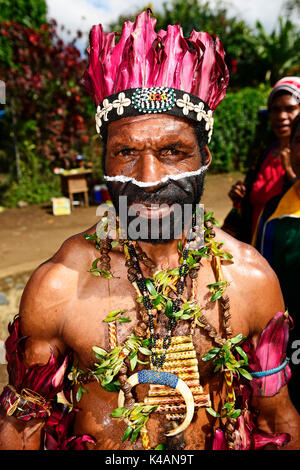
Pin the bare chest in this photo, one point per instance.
(85, 315)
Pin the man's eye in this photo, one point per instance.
(125, 152)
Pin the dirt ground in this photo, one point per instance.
(31, 235)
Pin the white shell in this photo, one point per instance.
(185, 392)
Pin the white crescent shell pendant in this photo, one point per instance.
(182, 388)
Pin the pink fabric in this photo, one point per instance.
(270, 353)
(47, 381)
(144, 58)
(269, 183)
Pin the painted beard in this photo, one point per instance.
(161, 215)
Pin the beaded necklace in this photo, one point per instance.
(148, 313)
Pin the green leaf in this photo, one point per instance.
(211, 354)
(150, 287)
(112, 387)
(118, 412)
(99, 351)
(114, 313)
(94, 263)
(88, 236)
(235, 413)
(123, 320)
(228, 406)
(216, 296)
(80, 391)
(237, 339)
(212, 412)
(245, 373)
(242, 353)
(127, 433)
(135, 433)
(145, 351)
(133, 361)
(169, 309)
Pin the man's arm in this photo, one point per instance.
(276, 413)
(39, 322)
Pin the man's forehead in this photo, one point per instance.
(165, 124)
(284, 99)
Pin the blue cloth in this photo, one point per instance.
(154, 377)
(265, 373)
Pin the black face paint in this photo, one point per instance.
(185, 193)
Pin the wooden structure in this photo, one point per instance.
(75, 182)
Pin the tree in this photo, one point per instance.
(30, 13)
(201, 16)
(46, 104)
(292, 6)
(278, 53)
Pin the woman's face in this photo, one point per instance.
(283, 110)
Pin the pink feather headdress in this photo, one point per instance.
(143, 59)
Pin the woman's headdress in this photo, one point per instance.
(149, 72)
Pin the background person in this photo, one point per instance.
(268, 178)
(277, 240)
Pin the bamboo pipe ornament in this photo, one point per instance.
(171, 380)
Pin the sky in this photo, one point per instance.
(83, 14)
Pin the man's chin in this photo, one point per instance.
(155, 230)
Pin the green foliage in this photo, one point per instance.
(137, 418)
(238, 138)
(36, 188)
(278, 53)
(30, 13)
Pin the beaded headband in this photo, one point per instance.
(153, 100)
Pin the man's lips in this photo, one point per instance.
(150, 211)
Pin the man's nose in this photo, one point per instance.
(149, 168)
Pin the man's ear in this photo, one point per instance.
(208, 157)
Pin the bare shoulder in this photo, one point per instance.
(52, 287)
(255, 279)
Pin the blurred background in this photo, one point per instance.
(49, 148)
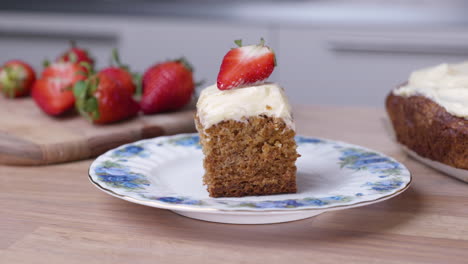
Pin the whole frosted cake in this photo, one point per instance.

**Problem:** Repeat every line of the listing above word for word. Leave the pictures out of your answer.

**Solved exercise:**
Pin the bare chest in this photo, one point per instance.
(85, 315)
Pin the man's eye in this photo, one point per instance.
(125, 152)
Pin the dirt ground in this photo, one point per instance.
(31, 235)
Pin the white shell in this photo, one point per instance.
(185, 392)
Pin the white crescent shell pendant in this photo, one point per instance.
(182, 388)
Pin the pink fabric in this photo, one point per instance.
(270, 353)
(47, 381)
(144, 58)
(269, 183)
Pin the painted beard in this photo, one point per instance.
(161, 215)
Pin the beaded necklace in this photo, one point per instance.
(148, 313)
Pin the green leaf in this photo, one point per instance.
(211, 354)
(150, 287)
(112, 387)
(118, 412)
(99, 351)
(114, 313)
(94, 263)
(88, 236)
(235, 413)
(123, 320)
(228, 406)
(216, 296)
(80, 391)
(237, 339)
(212, 412)
(245, 373)
(242, 353)
(127, 433)
(135, 433)
(145, 351)
(133, 361)
(169, 309)
Pin the man's arm in this photo, one point per instance.
(276, 413)
(39, 322)
Pin the man's forehead in this photo, one point per instance.
(165, 124)
(284, 99)
Pin the blue cloth in this photo, one point per instance.
(154, 377)
(265, 373)
Pin the black face paint in this photo, one point per instance.
(185, 193)
Pin the wooden structure in this photo, one point per instance.
(75, 182)
Pin the tree in this photo, one point per instance.
(30, 13)
(201, 16)
(46, 104)
(292, 6)
(278, 53)
Pin the woman's face in this photo, one point per instance.
(283, 110)
Pin the pink feather headdress in this photo, one point per instance.
(143, 59)
Pin the woman's headdress in this photo, one point per instance.
(149, 72)
Pin the background person in this photo, one point per instance.
(268, 178)
(277, 240)
Pin the bamboo pipe ornament in this photo, one point per instance.
(171, 380)
Pin the sky in this photo, one point per instance.
(83, 14)
Pin the man's chin in this photo, one point per instance.
(155, 230)
Pin the green foliage in this photo, one point per instance.
(137, 418)
(238, 138)
(36, 188)
(278, 53)
(30, 13)
Pin the beaded headband in this photo, one point per instance.
(153, 100)
Pin the man's lips in this photo, one point per instance.
(150, 211)
Pin the man's nose in this photo, one point per instance.
(149, 168)
Pin the man's ear in this photo, one point per instance.
(208, 157)
Pin the bare shoulder in this photo, one point per instance.
(52, 287)
(255, 279)
Pin the blurred background in this photo, one point per instance.
(49, 148)
Pin the whole frosted cake in this photo, one point per instance.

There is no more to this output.